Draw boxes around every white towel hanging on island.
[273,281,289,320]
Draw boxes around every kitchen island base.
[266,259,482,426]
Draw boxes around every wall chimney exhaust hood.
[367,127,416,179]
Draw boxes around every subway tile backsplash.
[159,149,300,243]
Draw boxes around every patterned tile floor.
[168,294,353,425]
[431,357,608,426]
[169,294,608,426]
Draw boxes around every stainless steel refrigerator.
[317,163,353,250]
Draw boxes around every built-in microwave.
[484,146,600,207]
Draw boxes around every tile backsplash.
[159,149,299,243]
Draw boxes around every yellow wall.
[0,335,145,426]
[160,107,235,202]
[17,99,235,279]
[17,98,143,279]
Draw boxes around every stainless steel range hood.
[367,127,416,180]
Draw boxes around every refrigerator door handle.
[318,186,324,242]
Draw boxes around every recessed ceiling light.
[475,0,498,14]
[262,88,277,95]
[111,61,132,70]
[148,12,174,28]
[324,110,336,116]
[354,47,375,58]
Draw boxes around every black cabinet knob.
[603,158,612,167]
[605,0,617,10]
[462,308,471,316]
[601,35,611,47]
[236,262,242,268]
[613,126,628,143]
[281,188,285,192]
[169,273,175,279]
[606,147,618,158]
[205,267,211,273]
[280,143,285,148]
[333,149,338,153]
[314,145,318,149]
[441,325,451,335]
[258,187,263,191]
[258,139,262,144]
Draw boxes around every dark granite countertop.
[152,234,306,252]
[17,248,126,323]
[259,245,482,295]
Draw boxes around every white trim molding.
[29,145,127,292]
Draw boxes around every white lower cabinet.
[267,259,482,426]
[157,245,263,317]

------------------------------------

Exercise:
Word for word, restate the lines from the one holding "Draw boxes around every wall" to the last line of the records.

Answer box:
Draw boxes around every wall chimney exhaust hood.
[367,127,416,179]
Draw boxes around every subway tile backsplash.
[159,149,300,243]
Draw boxes around every patterned tile floor.
[168,294,353,425]
[431,357,608,426]
[169,294,608,426]
Draw boxes around every stainless steel refrigerator.
[317,163,353,250]
Draw boxes around every built-in microwave.
[484,146,600,207]
Draw boxes around every tile backsplash.
[159,149,299,243]
Draw boxes around every yellow wall.
[0,335,145,426]
[160,107,235,202]
[17,99,235,279]
[17,98,143,279]
Draw boxes around every stainless steel range hood.
[367,127,416,180]
Draw boxes around every refrigerator door handle.
[318,186,324,242]
Draw boxes around every recessed ceiling light.
[475,0,498,14]
[262,88,277,95]
[111,61,132,70]
[148,12,174,28]
[324,110,336,116]
[354,47,375,58]
Draw boxes around every black cabinet knob.
[603,158,612,167]
[605,0,617,10]
[462,308,471,316]
[601,35,611,47]
[236,262,242,268]
[613,126,628,143]
[281,188,285,192]
[169,273,175,279]
[606,147,618,158]
[205,267,211,273]
[280,143,285,148]
[333,149,338,153]
[314,145,318,149]
[441,325,451,335]
[258,187,263,191]
[258,139,262,144]
Draw boxes around every dark granite countertop.
[152,234,306,252]
[17,248,126,323]
[259,245,482,295]
Draw boxes around every white trim molding.
[29,145,127,292]
Draw boxes around every white lower cabinet.
[267,259,482,426]
[157,245,263,317]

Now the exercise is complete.